**EXERCISE PROMPT**. From the data, return each line holding the word "sleeve".

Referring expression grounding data
....

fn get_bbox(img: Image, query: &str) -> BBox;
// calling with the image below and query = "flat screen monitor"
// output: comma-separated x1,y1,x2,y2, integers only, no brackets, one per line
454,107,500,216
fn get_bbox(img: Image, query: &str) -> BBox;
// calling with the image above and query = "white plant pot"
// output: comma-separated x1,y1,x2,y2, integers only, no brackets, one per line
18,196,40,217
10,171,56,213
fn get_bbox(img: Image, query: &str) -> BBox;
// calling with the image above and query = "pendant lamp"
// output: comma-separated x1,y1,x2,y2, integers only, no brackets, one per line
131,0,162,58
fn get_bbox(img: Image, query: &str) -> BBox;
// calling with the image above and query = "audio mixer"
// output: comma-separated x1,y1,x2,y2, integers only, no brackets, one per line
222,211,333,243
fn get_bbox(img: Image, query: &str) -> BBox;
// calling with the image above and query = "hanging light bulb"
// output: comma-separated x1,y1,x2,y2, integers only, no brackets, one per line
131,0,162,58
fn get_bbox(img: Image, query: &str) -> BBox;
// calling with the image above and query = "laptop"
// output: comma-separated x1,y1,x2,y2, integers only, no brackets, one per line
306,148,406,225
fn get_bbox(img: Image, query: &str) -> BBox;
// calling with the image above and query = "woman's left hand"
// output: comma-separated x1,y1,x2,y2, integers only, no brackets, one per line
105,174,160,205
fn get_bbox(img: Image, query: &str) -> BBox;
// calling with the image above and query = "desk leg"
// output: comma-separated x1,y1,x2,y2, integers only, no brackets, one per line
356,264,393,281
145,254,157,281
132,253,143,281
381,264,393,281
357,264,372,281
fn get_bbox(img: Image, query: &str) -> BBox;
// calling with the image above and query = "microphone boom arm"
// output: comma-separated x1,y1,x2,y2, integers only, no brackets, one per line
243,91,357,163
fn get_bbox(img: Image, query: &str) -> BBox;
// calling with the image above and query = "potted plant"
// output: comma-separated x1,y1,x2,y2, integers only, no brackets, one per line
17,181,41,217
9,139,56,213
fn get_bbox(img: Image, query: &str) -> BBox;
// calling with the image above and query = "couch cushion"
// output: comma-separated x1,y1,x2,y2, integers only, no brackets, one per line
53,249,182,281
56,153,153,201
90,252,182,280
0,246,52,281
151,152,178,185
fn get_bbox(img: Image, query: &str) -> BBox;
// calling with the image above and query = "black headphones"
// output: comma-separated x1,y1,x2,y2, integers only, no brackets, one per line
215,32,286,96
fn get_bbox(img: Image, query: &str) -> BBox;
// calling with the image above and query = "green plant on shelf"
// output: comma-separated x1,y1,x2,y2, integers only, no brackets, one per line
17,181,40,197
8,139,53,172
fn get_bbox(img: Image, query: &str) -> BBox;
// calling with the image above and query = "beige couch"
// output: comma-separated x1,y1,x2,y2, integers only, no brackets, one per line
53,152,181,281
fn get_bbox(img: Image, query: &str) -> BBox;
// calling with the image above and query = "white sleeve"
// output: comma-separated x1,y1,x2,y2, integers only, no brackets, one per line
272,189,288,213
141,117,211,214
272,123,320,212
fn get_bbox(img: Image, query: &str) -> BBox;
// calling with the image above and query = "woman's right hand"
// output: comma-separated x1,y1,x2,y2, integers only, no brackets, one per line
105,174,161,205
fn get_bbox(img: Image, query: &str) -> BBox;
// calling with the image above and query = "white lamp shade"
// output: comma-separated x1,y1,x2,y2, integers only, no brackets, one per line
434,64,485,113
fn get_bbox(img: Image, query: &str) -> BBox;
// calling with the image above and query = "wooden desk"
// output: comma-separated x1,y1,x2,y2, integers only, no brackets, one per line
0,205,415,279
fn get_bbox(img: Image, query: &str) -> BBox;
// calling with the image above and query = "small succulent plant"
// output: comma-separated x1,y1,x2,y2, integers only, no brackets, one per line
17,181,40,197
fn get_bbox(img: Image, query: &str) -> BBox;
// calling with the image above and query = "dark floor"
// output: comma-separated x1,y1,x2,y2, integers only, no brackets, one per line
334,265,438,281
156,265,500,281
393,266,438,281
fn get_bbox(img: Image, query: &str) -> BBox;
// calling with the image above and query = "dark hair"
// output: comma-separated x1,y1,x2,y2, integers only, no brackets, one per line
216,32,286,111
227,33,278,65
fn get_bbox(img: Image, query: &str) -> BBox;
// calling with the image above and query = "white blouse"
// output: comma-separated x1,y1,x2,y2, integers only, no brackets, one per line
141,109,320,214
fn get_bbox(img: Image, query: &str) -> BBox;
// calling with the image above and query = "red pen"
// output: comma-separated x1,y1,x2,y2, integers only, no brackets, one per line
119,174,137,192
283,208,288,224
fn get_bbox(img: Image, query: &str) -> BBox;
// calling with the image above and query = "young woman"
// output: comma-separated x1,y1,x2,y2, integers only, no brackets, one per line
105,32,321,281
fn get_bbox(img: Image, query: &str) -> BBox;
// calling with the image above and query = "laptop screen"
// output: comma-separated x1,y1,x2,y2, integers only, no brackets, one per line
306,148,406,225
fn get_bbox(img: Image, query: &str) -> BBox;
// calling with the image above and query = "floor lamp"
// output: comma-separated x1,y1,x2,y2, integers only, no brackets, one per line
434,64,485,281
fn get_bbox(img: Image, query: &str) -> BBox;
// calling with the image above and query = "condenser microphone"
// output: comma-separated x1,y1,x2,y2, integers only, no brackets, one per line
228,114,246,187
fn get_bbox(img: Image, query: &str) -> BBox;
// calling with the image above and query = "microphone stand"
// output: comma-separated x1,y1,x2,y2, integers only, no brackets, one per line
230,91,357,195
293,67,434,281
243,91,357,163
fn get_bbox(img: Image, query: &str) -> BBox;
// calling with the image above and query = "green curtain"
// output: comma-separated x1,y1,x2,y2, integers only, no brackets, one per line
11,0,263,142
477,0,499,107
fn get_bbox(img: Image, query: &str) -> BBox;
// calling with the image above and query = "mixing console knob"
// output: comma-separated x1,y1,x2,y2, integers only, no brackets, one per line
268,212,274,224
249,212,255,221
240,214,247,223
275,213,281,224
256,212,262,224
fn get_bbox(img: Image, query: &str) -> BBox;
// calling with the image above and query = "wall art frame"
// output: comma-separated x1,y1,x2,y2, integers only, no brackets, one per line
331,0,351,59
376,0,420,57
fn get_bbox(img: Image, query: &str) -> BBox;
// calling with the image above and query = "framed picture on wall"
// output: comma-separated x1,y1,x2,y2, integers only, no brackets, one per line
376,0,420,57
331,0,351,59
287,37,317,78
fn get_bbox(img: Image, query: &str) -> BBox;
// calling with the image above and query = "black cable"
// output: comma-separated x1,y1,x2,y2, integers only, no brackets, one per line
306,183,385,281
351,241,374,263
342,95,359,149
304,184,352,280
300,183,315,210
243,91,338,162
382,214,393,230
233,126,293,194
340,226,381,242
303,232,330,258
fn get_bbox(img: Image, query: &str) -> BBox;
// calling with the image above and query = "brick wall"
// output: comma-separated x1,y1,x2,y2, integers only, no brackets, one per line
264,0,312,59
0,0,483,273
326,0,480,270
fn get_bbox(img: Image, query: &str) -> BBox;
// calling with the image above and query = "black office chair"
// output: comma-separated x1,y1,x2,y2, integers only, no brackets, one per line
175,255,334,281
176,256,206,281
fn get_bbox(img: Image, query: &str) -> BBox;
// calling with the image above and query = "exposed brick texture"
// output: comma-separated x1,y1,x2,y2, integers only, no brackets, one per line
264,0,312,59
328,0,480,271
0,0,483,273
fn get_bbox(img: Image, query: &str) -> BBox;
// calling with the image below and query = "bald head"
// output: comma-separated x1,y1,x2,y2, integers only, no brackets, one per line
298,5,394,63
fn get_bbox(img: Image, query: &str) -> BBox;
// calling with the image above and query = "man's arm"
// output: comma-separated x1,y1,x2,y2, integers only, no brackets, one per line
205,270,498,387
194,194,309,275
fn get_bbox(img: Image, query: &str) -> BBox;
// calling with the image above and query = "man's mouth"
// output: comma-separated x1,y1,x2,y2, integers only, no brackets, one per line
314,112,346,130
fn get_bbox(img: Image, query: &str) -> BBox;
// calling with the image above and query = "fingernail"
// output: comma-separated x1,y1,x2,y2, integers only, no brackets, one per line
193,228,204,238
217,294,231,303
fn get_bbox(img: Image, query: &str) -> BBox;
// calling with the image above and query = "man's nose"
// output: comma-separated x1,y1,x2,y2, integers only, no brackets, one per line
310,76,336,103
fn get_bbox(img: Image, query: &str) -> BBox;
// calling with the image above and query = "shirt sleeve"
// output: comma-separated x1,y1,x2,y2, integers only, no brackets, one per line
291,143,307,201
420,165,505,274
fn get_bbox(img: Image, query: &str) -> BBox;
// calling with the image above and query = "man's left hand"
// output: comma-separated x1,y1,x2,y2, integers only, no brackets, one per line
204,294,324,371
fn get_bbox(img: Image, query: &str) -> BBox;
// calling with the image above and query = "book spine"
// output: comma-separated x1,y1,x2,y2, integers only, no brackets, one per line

....

**TASK RESPONSE**.
// calling with the image above and query = "white sleeve"
// calling with the image above and query = "shirt sleeve"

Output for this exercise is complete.